● Excerpt:
Wednesday, October 20, 2010

So I tried my new pizza stone!

Look at how pretty my pizza looks fresh out of the oven!!



Look at how the crust stuck to the stone!!!




BUMMER!! I've never used a stone before & the directions don't tell you to pre-heat the stone?? I googled it all after the fact! LOL Plus I googled on how to get the stuck crust off!

I joined a bag swap for October on My Quilting Buddies group. We were to make Lazy Girl's one hour tote.

We were to make it with what we had. So I pieced strips from a jelly roll. I forgot to cut off the 4' inches for the handles, so it's bigger than it's supposed to be.




I made a Pumpkin muffin bread with dark chocolate espresso mini cups! Yummy







Recipe is from Joy of Baking

Pumpkin Chocolate Chip Muffins:

1 1/2 cups (195 grams) all purpose flour

1 teaspoon baking soda

1 teaspoon ground cinnamon

1/4 teaspoon ground ginger

1/4 teaspoon ground cloves

1/4 teaspoon freshly ground nutmeg

1/2 teaspoon salt

1/2 cup (113 grams) unsalted butter, room temperature

1 cup (200 grams) granulated white sugar

2 large eggs

1 teaspoon pure vanilla extract

3/4 cup (75 grams) solid packed, canned pumpkin puree

1 cup (175 grams) semisweet chocolate chips

Preheat oven to 350 degrees F (177 degrees C). Place rack in the middle of the oven. Line 12 muffin cups with paper liners or spray each cup with a non stick vegetable spray.

● Stated goal A:
From the blog post, transcribe everything from "Look at how pretty" down to "stuck crust off!".
● Stated goal B:
Answer these questions using the blog post:
(i) In which group did the writer join the October bag swap?
(ii) What did the writer piece strips from to make the tote?
(iii) To what temperature does the recipe say to preheat the oven?
● Stated goal C:
List every spice in the muffin recipe in the blog post.

● Records:

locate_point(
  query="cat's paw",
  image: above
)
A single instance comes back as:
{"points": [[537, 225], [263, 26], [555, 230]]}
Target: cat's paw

● Complete response A:
Look at how pretty my pizza looks fresh out of the oven!!



Look at how the crust stuck to the stone!!!




BUMMER!! I've never used a stone before & the directions don't tell you to pre-heat the stone?? I googled it all after the fact! LOL Plus I googled on how to get the stuck crust off!

● Complete response B:
(i) My Quilting Buddies
(ii) A jelly roll
(iii) 350 degrees F (177 degrees C)

● Complete response C:
Ground cinnamon, ground ginger, ground cloves, freshly ground nutmeg